— WORK INSTRUCTIONS —
From the material below, retype exactly the lines that begin at the line with "the car side" and end after the line with "Target: car side mirror"; pictures stay out of the copy.
((
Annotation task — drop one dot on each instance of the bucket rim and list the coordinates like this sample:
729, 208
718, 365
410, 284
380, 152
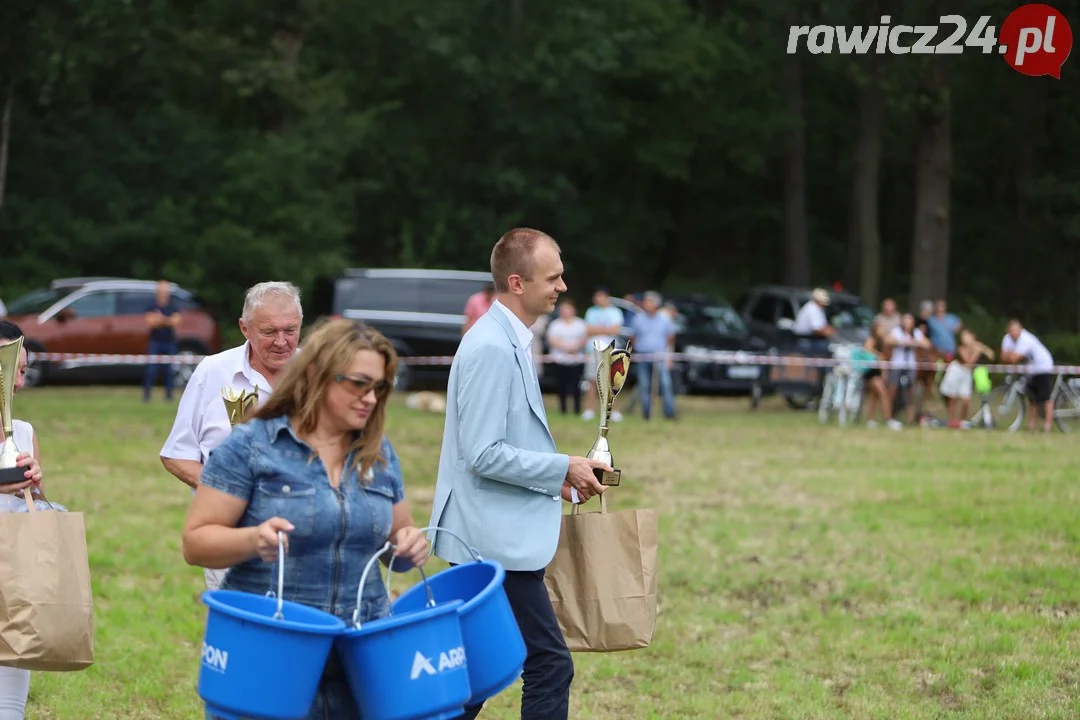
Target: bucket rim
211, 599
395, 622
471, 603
))
((
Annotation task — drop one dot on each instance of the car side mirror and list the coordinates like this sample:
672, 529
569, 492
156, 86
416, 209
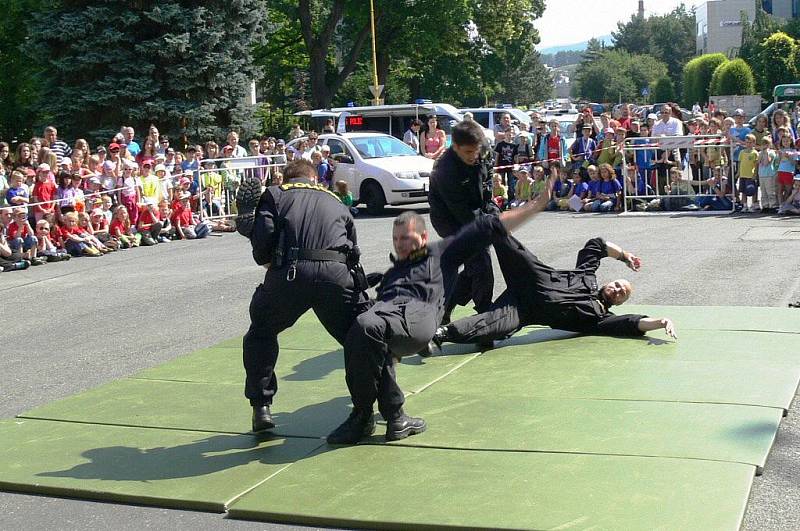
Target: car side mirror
))
((
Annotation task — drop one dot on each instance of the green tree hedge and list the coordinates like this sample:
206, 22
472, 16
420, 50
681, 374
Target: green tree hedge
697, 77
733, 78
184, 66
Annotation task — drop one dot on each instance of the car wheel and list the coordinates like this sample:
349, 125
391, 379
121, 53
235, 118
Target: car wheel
))
— TASK OUTPUT —
Annotation task — drop one dot on each instance of the car side mirror and list the coordinates like this sample:
672, 529
569, 492
156, 86
416, 209
Target: car side mirror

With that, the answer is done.